**Work to do:** Copy the listing below line for line, shifting every x and y coordinate by -86 and leaving all other text as is. Begin at the line that has "of the paved" and stop after the line that has "x=17, y=118".

**Source data:**
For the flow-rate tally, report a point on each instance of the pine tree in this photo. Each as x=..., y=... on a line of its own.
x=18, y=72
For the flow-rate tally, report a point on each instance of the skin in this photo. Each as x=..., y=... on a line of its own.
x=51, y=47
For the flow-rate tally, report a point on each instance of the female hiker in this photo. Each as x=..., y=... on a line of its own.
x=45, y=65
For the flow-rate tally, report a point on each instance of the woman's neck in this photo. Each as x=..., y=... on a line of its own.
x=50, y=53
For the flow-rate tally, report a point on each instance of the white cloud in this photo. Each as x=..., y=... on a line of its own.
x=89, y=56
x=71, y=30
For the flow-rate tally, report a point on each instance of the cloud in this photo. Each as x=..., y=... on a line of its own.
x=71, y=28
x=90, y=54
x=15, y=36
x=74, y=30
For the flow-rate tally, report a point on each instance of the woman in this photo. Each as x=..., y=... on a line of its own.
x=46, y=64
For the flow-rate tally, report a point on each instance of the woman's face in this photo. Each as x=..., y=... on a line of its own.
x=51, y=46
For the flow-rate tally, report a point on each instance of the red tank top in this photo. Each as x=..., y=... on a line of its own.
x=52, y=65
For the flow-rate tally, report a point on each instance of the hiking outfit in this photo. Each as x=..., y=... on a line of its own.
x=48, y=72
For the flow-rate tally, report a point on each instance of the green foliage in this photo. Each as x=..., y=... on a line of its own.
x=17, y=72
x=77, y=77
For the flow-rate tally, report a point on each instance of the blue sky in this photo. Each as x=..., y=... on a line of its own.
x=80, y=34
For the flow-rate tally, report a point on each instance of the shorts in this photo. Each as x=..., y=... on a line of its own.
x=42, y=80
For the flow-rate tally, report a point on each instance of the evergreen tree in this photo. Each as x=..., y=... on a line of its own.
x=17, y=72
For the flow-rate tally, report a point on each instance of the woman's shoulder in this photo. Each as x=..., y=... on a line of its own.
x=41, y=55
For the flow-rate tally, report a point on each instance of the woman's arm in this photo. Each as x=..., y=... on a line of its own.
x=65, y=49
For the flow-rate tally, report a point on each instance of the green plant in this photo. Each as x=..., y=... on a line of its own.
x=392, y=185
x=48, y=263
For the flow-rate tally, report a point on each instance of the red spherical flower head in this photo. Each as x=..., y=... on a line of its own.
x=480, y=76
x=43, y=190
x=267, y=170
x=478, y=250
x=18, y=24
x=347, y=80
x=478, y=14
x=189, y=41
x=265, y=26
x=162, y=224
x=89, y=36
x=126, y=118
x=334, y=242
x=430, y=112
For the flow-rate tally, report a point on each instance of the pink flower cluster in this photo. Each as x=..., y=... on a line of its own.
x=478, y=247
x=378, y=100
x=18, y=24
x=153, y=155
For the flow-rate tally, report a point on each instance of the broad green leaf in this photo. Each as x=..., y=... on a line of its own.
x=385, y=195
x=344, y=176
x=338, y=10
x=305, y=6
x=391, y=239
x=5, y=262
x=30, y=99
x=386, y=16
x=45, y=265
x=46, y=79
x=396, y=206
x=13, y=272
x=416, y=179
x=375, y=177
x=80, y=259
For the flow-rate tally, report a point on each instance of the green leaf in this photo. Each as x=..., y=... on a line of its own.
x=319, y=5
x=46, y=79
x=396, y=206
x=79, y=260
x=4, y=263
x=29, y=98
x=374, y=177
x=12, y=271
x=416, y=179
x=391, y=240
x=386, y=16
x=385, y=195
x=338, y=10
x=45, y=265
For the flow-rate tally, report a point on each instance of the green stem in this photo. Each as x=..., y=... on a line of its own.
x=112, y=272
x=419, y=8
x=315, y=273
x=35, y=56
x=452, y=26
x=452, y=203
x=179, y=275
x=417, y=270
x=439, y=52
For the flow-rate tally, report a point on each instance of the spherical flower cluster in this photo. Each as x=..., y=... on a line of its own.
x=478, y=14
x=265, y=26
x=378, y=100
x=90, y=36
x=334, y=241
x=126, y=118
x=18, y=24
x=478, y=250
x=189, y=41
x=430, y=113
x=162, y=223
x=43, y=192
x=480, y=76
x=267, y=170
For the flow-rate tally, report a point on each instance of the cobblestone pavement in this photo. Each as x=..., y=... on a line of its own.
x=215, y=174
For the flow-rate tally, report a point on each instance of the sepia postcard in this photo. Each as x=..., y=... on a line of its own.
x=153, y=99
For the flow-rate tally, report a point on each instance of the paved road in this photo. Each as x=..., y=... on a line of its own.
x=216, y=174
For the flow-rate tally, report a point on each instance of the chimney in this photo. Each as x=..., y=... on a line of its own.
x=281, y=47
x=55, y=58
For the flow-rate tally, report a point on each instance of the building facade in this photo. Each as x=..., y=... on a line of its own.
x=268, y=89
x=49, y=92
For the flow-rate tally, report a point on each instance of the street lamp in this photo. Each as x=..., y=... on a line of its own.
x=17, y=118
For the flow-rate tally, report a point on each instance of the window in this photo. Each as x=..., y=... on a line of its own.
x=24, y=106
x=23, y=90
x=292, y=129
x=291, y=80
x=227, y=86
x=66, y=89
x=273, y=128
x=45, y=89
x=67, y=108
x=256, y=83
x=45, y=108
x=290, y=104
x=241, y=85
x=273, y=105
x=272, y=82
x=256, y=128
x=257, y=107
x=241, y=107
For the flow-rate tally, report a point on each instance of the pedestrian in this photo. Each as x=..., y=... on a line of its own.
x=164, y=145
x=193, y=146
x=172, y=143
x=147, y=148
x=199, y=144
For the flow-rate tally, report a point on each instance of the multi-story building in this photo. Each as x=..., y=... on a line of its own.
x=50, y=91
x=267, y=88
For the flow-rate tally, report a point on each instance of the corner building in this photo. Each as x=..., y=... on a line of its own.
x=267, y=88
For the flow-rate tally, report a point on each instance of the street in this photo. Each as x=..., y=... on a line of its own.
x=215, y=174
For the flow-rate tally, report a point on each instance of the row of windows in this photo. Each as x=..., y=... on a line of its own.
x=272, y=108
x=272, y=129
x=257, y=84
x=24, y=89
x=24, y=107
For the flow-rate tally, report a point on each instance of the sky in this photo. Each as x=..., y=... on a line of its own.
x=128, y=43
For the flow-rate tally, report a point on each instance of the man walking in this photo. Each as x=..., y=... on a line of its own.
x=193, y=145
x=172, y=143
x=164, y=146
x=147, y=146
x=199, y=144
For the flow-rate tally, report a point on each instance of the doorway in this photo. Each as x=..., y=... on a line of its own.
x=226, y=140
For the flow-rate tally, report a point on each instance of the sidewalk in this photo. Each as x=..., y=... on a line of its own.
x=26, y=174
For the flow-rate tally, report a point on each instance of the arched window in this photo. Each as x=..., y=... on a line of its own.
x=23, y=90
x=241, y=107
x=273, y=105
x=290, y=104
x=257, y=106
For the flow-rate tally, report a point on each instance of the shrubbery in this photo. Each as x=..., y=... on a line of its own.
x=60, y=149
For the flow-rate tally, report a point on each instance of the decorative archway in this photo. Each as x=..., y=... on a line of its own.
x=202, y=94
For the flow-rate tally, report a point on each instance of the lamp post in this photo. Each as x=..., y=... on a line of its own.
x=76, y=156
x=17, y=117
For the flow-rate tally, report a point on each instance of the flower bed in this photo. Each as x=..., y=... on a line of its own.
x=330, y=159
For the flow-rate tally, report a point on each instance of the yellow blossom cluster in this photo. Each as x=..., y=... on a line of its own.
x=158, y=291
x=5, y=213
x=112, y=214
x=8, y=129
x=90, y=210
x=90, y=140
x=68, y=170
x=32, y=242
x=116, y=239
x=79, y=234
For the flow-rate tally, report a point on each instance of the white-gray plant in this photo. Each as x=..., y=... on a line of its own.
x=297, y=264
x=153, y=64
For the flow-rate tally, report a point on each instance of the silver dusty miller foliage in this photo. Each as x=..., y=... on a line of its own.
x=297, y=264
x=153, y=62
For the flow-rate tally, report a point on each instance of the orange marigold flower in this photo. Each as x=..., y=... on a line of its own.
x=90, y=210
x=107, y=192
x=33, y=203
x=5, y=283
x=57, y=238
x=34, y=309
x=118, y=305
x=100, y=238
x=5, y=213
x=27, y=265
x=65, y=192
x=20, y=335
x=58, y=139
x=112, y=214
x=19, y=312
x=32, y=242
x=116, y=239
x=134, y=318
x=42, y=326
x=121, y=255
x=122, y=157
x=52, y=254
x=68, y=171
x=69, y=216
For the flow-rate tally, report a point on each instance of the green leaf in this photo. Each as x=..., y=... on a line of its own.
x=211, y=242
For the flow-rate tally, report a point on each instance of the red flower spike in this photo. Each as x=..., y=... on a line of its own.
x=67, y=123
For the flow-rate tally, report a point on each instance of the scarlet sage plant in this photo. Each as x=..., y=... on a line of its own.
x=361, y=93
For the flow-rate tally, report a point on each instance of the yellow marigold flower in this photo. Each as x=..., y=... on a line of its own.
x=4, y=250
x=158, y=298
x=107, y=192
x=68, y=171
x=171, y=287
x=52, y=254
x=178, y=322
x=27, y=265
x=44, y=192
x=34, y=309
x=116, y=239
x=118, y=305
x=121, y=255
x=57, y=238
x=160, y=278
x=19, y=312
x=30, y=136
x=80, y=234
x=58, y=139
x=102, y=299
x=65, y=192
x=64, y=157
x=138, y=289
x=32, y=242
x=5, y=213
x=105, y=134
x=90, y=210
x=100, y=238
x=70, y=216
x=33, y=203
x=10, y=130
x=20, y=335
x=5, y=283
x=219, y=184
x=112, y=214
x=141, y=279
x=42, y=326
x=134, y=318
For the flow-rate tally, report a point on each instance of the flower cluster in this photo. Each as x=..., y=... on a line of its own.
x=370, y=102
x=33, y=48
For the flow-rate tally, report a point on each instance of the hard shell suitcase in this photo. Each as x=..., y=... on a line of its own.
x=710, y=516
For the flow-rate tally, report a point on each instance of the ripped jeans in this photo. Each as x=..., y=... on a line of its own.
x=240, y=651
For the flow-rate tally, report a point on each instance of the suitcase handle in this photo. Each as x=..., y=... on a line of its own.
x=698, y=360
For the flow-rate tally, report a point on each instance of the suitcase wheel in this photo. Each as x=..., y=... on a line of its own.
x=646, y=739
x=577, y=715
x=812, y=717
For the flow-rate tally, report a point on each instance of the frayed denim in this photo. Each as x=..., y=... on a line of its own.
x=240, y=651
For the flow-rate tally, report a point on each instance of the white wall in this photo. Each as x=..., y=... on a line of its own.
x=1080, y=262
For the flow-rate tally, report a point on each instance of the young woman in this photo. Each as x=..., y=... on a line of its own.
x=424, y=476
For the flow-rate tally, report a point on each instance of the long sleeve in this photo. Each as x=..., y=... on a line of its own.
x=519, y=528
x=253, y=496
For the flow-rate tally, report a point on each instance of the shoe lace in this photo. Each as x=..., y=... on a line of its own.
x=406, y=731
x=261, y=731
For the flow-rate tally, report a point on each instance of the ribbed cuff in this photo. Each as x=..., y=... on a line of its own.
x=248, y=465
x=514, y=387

**Output of the exercise:**
For the flow-rate tally, report a point on each instance of the paved road in this photo. Each as x=..., y=... on a line of its own.
x=130, y=88
For the flow-rate tally, report a point on each instance of the chimney in this photo. Each as x=..., y=... on a line of its own.
x=195, y=-39
x=-31, y=-28
For the flow-rate tally, report a point on each instance of the building facade in this photo. Each as x=..., y=... on a line of its own.
x=182, y=3
x=-37, y=6
For the flow-rate tally, report a point on each instance of the street lamp in this photo. Each as x=..., y=... on a line of its own.
x=-69, y=32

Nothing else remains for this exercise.